TASK
What is needed is an exact repeat of the lines from the line containing "one JSON object" through the final line of the entries below, and nothing else.
━━ MATERIAL PROVIDED
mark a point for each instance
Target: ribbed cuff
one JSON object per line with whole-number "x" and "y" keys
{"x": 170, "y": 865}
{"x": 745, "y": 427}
━━━━
REPLY TO THE TASK
one JSON object per line with whole-number "x" and "y" keys
{"x": 170, "y": 865}
{"x": 745, "y": 427}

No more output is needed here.